#### STATED EXERCISE
Reproduce the line that contains "Query: rocky soil" and every line after it through the end of the records, exactly, with nothing added.

#### Dataset excerpt
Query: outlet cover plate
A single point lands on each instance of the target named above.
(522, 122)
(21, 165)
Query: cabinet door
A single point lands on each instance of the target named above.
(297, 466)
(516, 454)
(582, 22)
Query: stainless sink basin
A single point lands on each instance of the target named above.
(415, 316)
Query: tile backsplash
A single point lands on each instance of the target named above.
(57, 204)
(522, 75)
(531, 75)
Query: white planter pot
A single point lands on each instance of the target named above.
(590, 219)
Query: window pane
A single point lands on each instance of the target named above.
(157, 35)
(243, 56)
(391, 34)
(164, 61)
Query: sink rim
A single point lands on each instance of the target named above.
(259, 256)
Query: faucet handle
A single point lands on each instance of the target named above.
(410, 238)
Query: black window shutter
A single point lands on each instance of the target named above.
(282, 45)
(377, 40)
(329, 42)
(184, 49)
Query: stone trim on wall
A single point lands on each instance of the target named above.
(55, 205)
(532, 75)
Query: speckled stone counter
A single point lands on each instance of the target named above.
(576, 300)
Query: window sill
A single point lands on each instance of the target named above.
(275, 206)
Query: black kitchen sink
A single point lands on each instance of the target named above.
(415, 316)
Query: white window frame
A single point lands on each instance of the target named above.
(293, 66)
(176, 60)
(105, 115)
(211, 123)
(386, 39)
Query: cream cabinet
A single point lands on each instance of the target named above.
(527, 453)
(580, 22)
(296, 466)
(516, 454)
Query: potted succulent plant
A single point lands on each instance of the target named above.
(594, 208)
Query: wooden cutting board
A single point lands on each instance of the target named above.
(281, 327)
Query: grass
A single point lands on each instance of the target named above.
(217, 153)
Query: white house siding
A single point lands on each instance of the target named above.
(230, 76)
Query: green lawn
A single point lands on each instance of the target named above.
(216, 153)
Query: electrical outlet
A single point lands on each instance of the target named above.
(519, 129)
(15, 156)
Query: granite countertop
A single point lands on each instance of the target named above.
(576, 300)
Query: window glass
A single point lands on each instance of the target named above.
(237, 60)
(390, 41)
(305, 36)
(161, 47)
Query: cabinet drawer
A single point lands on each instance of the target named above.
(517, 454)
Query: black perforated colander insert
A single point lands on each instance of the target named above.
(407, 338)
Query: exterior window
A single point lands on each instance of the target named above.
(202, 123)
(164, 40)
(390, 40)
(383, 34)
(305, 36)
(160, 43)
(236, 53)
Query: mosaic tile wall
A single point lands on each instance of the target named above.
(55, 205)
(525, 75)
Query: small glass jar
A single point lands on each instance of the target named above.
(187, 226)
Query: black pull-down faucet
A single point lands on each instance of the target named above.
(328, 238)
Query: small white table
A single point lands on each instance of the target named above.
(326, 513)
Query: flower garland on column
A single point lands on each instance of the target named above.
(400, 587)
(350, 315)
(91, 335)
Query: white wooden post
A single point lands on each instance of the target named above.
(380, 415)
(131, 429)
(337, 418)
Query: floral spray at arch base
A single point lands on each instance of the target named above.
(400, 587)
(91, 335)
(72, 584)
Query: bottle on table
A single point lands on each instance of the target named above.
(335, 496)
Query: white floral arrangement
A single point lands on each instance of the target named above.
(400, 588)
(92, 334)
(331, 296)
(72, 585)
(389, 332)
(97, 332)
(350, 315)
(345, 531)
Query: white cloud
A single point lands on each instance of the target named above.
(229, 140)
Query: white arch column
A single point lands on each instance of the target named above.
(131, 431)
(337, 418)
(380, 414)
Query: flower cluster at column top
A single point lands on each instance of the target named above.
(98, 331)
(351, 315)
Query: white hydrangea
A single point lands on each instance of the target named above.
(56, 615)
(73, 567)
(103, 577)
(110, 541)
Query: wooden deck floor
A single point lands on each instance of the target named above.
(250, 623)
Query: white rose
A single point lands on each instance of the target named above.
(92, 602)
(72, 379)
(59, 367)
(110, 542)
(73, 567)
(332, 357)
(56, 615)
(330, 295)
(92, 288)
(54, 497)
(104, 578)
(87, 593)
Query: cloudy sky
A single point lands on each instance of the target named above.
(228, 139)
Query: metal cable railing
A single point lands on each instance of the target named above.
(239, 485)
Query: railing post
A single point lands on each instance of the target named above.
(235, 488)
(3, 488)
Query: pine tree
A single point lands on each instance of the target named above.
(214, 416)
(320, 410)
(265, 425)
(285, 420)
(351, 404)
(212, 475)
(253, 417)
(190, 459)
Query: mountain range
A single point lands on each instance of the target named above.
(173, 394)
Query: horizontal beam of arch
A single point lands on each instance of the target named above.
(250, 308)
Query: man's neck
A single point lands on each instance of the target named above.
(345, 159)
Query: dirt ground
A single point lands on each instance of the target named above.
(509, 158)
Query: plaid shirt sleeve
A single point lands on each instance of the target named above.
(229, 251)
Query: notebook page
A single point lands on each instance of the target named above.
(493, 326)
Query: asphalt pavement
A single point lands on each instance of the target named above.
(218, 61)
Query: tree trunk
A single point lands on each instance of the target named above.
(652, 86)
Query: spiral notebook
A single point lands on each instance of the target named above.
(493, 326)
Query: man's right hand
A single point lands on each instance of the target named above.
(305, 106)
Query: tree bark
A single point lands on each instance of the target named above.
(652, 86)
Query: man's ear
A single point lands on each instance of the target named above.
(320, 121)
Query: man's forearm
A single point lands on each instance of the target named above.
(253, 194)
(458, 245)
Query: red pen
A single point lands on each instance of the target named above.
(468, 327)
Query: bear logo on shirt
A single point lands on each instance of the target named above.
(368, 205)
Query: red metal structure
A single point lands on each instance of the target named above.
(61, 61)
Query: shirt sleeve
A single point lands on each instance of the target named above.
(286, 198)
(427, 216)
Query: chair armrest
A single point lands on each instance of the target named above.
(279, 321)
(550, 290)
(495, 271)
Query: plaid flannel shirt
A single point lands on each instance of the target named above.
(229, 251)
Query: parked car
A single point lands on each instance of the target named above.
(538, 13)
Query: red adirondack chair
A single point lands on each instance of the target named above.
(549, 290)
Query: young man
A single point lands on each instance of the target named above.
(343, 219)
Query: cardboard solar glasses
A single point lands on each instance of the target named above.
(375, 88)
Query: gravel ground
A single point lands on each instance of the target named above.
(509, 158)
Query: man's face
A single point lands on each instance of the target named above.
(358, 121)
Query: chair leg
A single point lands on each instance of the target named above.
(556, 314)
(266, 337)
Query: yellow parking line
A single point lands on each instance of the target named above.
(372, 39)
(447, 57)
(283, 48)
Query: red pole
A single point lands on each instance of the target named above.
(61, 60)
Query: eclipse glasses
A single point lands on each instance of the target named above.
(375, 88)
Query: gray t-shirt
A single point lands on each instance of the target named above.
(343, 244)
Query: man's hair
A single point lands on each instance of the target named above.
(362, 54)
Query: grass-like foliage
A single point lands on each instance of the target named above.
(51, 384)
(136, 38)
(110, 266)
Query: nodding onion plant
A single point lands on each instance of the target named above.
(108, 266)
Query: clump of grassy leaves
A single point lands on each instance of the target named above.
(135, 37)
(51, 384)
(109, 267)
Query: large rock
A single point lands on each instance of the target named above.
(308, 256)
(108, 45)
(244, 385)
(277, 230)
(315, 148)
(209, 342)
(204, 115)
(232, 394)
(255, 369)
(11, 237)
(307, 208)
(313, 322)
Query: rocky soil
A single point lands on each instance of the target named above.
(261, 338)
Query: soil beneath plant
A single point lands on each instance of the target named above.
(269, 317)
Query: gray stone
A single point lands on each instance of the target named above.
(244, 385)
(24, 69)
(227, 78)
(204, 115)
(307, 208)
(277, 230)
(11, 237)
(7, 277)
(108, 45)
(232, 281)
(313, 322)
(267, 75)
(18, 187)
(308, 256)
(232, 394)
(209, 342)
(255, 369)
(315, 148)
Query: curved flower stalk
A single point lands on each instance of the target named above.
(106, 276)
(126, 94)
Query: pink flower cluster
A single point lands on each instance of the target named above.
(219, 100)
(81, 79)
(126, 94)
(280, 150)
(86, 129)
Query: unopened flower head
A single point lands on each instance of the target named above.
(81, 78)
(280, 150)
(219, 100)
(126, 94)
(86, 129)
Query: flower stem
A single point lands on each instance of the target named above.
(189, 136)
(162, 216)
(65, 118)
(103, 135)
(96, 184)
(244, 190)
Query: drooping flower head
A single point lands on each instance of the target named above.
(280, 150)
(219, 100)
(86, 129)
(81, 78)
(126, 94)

#### SOLUTION FOR THIS EXERCISE
Query: rocky soil
A single point lands on each instance of the target named above.
(261, 338)
Query: soil beneath plant
A single point lands on each instance of the target named above.
(269, 317)
Query: gray stone
A single point lands on each instance of the target named above.
(244, 385)
(24, 69)
(227, 78)
(204, 115)
(307, 208)
(277, 230)
(11, 237)
(7, 277)
(108, 45)
(232, 281)
(313, 322)
(267, 75)
(18, 187)
(308, 256)
(232, 394)
(209, 342)
(255, 369)
(315, 148)
Query: curved flower stalk
A single point lands on each instance of the target named above.
(106, 276)
(126, 94)
Query: pink flower cluster
A single point lands on each instance of the target named above.
(219, 100)
(81, 79)
(126, 94)
(280, 150)
(86, 129)
Query: unopened flower head
A single point lands on each instance of the target named above.
(81, 78)
(280, 150)
(219, 100)
(126, 94)
(86, 129)
Query: flower stem
A single point lands on each instance of the target named above.
(189, 136)
(162, 216)
(65, 118)
(103, 135)
(96, 184)
(244, 190)
Query: drooping flower head
A single point lands on each instance of the target named above.
(280, 150)
(219, 100)
(86, 129)
(81, 78)
(126, 94)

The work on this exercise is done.